▶ [Assignment 1]
Reproduce the stretch of the Functional Emotional Fitness abstract from "Military PTSD Case Study 1: Two, two-hour" through "Study: One four hour session." word for word.
▶ [Assignment 2]
List the main outcome measures named in the Functional Emotional Fitness abstract, with the point count of each.

▶ [Selected passage]
▶

Bringing MDD PTSD and Eating Disorder Clients within a Normal Emotional Range with the Functional Emotional Fitness™ Paradigm
Introduction: Efficacy of empirical data in behavioral health or coaching occurs when constants are measured and changed and legitimacy of the data occurs when it is generated by the client. The constant in behavioral health or coaching is the clients’ emotional state. Measuring, tracking and improving this constant is what brings about the efficacy of an intervention.
The intent of Functional Emotional Fitness™ is to guide the client through the process of how emotion works and then through the process of how to interrupt, restructure and reprogram any emotional state which may be driving an aberrant behavior.
The result of Functional Emotional Fitness™ is an evidence-based process with a 21-year efficacy in regard to MDD, PTSD, suicide prevention, eating disorders, substance abuse, weight loss, relationships, ADHD, OCD, SQ, and IQ.
Objectives: Define a normal emotional range and bring the client within this range with the Functional Emotional Fitness™ paradigm and EHR based protocol.
Design: Five case studies and two group studies with exemplary results for PTSD, depression, anxiety, anger, sleep, suicidal ideation, eating behavior and relationship satisfaction using EHR based Functional Emotional Fitness™ paradigm.
Military PTSD Case Study 1: 27 year old former Marine with TBI/PTSD.
MDD Case Study 2: 40 year old female mental health professional with major depressive disorder.
Military PTSD Case Study 3: 33 year old male first responder with PTSD.
Eating Disorder Case Study 4: 38 year old female who previously suffered from anorexia and bulimia and now suffered from MDD and binge eating.
Teen Case Study 5: 15 year old female with depression and anger issues.
Military PTSD Group Study: 14 combat duty veterans diagnosed with PTSD.
Teen Depression Group Study: 8 females and 2 males average age 16.
Military PTSD Case Study 1: Two, two-hour sessions.
MDD Case study 2: One four hour session.
Military PTSD Case Study 3: Two-two hour sessions and two one hour sessions.
Eating Disorder Case Study 4: Two-two hour sessions and four one hour sessions.
Teen Depression Case Study 5: One four hour session.
Military PTSD Group Study: Two individual sessions per client, two-hours each.
Teen Depression Group Study: One four hour session.
Main Outcome Measures: 12 point “Emotional Checklist,” 5 point “Behavior Control Checklist” and 5 point “Relationship Satisfaction Scale.”
Military PTSD Case Study 1: depression 78%, anxiety 71%, anger 83%, sleep 66%, suicidal ideation 83%, Negative Self Talk 66%, eating behavior 85%, relationship satisfaction, 55%.

◀

▶ [Information given]
▶

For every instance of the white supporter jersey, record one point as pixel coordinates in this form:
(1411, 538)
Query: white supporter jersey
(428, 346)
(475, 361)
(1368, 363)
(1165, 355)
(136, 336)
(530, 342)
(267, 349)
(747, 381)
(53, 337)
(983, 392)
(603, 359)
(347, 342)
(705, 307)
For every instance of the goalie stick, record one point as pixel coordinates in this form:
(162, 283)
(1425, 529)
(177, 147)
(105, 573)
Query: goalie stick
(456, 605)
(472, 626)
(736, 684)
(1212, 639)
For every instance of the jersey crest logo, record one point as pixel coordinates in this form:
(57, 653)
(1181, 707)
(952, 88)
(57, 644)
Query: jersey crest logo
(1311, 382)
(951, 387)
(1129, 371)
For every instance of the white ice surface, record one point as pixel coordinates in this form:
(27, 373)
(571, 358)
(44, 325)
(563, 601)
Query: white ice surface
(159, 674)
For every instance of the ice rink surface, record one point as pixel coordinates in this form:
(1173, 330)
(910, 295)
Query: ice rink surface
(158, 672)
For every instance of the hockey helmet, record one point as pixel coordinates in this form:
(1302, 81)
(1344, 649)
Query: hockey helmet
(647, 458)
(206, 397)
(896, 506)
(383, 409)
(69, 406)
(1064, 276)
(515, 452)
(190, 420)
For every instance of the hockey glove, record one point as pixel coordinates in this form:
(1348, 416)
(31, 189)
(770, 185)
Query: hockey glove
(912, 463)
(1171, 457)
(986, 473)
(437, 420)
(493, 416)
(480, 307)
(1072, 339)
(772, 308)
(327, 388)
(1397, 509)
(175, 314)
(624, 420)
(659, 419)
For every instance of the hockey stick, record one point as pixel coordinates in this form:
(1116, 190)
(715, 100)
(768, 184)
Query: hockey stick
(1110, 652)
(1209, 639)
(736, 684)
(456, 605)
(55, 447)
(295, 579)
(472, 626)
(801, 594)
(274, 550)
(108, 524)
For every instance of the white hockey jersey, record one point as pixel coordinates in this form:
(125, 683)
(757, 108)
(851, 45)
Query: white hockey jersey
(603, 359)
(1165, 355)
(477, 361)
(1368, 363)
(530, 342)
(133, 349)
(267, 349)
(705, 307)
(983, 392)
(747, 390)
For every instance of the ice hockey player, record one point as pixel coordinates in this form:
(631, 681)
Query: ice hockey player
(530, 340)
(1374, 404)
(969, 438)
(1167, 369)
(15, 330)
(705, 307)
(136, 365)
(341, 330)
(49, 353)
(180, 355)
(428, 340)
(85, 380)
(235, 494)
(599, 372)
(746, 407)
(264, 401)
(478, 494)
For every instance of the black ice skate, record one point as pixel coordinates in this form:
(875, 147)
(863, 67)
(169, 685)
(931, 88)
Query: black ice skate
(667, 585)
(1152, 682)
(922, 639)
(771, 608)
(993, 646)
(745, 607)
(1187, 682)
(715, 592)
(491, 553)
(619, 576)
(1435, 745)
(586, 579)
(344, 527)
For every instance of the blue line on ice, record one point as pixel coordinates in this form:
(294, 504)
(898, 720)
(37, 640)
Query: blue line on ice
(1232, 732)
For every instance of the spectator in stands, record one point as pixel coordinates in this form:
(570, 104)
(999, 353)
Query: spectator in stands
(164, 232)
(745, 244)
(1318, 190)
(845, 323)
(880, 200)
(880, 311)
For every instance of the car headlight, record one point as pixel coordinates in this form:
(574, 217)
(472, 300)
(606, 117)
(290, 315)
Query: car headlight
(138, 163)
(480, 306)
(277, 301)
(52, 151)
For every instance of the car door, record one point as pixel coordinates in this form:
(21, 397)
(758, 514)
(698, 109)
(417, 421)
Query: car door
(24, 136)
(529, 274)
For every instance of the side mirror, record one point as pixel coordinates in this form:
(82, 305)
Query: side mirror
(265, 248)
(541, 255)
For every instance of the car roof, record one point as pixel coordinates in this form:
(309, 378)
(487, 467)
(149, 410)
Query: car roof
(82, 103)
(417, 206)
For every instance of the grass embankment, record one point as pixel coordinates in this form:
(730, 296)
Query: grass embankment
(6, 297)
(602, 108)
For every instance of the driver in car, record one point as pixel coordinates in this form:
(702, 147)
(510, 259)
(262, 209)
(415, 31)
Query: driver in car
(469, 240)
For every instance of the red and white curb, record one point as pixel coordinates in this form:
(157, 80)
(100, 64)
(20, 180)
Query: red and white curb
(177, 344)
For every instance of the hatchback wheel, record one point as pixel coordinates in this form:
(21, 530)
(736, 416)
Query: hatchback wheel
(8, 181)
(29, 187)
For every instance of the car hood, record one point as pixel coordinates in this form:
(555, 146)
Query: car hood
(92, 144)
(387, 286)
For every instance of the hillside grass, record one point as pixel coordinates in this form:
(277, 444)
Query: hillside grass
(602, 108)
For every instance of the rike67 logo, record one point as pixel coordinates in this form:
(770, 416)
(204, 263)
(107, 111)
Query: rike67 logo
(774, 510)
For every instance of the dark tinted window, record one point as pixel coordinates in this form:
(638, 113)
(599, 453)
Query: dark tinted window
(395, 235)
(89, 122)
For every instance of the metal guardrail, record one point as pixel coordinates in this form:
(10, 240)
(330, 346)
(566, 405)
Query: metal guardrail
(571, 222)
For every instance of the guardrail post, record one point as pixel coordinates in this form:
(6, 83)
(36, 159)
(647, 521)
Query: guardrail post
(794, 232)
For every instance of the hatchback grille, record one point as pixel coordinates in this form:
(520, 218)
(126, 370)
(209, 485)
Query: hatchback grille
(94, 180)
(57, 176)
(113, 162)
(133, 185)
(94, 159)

◀

▶ [Response box 1]
Military PTSD Case Study 1: Two, two-hour sessions.
MDD Case study 2: One four hour session.
Military PTSD Case Study 3: Two-two hour sessions and two one hour sessions.
Eating Disorder Case Study 4: Two-two hour sessions and four one hour sessions.
Teen Depression Case Study 5: One four hour session.
Military PTSD Group Study: Two individual sessions per client, two-hours each.
Teen Depression Group Study: One four hour session.

▶ [Response box 2]
- Emotional Checklist: 12 points
- Behavior Control Checklist: 5 points
- Relationship Satisfaction Scale: 5 points